• **ASSIGNMENT**:
Pick out all lines with the word "rime" from the records that follow.

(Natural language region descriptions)
┌────────
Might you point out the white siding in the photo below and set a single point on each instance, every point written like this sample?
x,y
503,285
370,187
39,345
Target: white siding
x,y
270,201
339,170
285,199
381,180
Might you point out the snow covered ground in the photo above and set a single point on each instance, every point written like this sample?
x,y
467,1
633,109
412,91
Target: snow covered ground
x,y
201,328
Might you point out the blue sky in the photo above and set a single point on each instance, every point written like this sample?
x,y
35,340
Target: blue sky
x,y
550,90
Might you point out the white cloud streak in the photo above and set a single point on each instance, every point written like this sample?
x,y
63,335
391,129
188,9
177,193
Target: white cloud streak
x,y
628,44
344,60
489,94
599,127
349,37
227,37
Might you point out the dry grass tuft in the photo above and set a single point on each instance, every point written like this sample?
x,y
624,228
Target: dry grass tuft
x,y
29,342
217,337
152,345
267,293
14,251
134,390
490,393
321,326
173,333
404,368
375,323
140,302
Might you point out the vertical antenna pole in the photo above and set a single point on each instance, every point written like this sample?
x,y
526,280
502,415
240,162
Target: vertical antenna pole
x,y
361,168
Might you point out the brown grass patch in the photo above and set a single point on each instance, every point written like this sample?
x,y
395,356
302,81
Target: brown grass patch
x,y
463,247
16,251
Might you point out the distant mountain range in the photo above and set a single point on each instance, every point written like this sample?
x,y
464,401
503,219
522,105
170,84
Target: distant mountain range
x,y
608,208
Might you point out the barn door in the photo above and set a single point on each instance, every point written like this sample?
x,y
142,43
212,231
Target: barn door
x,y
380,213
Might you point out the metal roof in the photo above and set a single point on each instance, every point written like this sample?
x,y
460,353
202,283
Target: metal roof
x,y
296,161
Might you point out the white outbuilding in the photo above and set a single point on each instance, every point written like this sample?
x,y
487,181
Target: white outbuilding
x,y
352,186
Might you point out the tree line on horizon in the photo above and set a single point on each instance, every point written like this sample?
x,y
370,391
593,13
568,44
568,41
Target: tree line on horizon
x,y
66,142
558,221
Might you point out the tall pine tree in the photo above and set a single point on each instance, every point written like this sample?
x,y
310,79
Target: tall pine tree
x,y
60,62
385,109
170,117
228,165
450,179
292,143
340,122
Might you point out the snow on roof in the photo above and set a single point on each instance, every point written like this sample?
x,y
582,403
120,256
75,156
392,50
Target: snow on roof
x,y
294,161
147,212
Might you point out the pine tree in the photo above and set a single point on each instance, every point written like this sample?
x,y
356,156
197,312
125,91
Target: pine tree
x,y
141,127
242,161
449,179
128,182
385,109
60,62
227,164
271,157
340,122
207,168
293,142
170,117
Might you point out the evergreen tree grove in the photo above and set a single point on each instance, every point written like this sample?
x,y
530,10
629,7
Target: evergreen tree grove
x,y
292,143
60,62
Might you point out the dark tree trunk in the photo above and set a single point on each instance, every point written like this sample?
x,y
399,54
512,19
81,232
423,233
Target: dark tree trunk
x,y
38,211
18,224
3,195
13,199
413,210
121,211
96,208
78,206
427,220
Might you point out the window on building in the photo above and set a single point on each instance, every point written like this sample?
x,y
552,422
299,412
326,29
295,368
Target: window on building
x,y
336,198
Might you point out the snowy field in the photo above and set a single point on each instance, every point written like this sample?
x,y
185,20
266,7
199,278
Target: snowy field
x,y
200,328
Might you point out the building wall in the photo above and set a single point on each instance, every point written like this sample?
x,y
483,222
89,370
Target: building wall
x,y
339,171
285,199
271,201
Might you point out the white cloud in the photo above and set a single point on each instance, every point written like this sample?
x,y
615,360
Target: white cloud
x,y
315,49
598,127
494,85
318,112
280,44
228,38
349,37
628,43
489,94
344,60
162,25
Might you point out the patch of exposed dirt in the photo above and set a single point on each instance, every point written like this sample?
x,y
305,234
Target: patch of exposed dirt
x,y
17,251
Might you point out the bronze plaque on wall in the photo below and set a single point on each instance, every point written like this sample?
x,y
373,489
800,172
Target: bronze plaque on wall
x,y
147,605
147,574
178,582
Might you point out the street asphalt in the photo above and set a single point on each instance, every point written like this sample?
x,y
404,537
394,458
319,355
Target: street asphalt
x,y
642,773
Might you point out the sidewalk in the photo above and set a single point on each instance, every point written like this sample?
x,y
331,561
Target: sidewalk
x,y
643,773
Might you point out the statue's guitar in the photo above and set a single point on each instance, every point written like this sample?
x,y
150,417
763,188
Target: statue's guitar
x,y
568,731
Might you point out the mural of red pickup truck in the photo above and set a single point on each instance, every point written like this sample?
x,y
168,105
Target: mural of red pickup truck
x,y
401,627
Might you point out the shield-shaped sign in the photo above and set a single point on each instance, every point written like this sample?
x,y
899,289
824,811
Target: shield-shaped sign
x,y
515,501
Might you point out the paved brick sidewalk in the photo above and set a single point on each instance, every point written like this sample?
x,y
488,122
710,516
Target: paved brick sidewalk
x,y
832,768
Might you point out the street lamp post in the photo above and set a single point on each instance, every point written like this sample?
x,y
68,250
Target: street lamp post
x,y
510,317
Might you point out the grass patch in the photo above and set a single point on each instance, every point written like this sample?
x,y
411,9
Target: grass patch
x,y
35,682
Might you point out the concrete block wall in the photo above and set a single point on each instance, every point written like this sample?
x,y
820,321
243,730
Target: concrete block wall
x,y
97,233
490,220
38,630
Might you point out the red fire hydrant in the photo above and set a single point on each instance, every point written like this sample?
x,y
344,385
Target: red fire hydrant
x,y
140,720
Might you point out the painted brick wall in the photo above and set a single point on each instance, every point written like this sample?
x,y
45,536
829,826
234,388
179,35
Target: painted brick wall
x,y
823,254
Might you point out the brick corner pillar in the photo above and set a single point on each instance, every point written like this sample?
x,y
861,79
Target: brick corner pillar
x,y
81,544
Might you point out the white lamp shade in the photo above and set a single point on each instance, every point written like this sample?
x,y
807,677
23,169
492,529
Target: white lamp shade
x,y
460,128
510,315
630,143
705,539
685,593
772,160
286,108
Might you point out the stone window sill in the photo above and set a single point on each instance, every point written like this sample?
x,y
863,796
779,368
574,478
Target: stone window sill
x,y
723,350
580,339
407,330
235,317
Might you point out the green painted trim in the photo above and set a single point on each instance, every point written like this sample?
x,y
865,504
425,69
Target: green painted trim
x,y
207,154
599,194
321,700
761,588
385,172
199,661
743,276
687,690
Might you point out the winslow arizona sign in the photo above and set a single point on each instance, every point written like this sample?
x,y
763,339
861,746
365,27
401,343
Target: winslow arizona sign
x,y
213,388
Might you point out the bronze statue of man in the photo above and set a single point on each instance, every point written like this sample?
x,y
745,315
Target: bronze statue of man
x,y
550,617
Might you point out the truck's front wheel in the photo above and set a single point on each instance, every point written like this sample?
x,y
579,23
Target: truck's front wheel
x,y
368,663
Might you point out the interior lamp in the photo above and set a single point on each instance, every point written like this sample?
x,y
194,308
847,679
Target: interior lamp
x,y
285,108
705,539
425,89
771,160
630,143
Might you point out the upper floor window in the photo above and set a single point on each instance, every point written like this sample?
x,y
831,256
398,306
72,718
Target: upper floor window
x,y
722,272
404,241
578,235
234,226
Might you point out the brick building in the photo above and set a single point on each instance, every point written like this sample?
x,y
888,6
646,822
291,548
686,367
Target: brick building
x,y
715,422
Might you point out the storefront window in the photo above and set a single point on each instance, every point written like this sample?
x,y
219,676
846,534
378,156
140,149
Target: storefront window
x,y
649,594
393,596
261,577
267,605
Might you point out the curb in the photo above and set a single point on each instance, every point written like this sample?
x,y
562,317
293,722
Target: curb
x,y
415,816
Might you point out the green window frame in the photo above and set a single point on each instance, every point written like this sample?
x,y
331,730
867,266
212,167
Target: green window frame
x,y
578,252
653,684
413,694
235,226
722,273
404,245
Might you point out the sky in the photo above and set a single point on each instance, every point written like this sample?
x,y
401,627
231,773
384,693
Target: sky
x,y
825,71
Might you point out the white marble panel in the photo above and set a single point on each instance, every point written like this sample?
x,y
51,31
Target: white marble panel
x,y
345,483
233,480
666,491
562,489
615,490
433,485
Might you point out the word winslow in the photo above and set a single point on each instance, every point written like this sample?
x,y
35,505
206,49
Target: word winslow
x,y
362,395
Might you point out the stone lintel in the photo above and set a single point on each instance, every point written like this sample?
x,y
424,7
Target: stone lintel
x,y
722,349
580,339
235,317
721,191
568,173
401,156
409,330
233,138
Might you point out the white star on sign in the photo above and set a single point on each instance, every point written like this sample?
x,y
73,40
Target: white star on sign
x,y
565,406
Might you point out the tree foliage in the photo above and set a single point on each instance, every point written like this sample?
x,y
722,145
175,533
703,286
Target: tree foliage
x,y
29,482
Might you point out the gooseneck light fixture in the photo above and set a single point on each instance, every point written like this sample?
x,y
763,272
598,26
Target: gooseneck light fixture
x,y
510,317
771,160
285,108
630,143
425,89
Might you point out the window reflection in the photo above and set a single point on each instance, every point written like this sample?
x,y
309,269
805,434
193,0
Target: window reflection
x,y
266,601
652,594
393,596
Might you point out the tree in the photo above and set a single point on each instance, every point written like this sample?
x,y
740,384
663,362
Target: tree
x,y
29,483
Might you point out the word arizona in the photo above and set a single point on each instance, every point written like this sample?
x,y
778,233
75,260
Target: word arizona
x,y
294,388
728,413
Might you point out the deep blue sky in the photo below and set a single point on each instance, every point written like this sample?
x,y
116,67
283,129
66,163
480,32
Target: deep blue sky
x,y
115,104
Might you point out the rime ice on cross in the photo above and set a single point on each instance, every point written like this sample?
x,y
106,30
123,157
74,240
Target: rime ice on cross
└────────
• **SOLUTION**:
Might you point out the rime ice on cross in the photo above and set a single point on each instance, every point written like this sample?
Target: rime ice on cross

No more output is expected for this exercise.